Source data
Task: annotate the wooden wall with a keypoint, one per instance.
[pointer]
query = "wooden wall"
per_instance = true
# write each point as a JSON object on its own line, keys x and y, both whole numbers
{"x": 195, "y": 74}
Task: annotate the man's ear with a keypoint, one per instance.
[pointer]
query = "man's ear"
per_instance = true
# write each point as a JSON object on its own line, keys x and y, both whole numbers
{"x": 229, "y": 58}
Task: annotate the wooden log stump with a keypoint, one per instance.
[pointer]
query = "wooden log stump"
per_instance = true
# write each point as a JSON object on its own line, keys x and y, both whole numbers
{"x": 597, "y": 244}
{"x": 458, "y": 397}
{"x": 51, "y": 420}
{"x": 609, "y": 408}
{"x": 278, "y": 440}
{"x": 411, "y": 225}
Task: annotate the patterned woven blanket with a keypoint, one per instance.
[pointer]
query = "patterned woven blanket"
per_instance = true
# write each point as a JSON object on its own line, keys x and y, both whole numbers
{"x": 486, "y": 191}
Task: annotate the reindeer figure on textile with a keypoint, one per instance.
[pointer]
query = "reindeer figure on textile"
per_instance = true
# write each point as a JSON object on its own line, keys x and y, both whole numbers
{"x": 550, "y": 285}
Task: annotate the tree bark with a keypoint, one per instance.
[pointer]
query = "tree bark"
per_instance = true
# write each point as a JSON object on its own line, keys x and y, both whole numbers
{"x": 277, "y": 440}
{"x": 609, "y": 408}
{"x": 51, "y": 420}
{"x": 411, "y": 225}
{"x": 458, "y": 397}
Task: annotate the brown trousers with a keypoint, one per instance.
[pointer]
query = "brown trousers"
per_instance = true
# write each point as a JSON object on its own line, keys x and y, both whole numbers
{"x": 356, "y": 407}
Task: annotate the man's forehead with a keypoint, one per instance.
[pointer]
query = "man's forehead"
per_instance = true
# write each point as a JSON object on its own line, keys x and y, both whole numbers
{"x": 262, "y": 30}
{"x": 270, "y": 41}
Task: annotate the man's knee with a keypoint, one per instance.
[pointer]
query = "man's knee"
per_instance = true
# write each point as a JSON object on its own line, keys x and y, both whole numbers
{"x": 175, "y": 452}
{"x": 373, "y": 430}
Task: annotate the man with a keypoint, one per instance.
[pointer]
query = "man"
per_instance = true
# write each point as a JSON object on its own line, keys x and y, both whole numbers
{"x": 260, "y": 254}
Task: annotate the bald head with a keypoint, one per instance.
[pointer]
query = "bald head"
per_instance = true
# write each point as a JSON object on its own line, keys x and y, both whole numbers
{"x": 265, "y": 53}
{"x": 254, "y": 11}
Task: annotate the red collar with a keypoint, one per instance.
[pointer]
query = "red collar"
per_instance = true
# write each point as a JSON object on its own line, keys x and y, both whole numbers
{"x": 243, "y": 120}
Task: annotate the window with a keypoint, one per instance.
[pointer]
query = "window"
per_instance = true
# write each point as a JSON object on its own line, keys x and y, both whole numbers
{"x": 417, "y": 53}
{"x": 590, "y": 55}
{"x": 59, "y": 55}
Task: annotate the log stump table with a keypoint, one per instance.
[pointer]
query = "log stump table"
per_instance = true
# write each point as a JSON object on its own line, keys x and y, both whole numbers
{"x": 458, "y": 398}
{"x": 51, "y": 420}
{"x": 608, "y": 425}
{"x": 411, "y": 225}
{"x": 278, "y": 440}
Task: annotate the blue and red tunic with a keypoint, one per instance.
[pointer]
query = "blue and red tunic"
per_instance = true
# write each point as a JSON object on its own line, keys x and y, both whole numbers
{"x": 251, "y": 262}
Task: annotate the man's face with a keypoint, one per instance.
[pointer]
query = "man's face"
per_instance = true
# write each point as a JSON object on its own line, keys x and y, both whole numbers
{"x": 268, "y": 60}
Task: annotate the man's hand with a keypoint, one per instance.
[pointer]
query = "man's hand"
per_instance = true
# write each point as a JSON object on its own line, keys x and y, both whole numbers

## [Aim of the task]
The lines to return are those in the entries above that hold "blue".

## [Your response]
Task: annotate the blue and red tunic with a keypoint, one per instance.
query = "blue and red tunic"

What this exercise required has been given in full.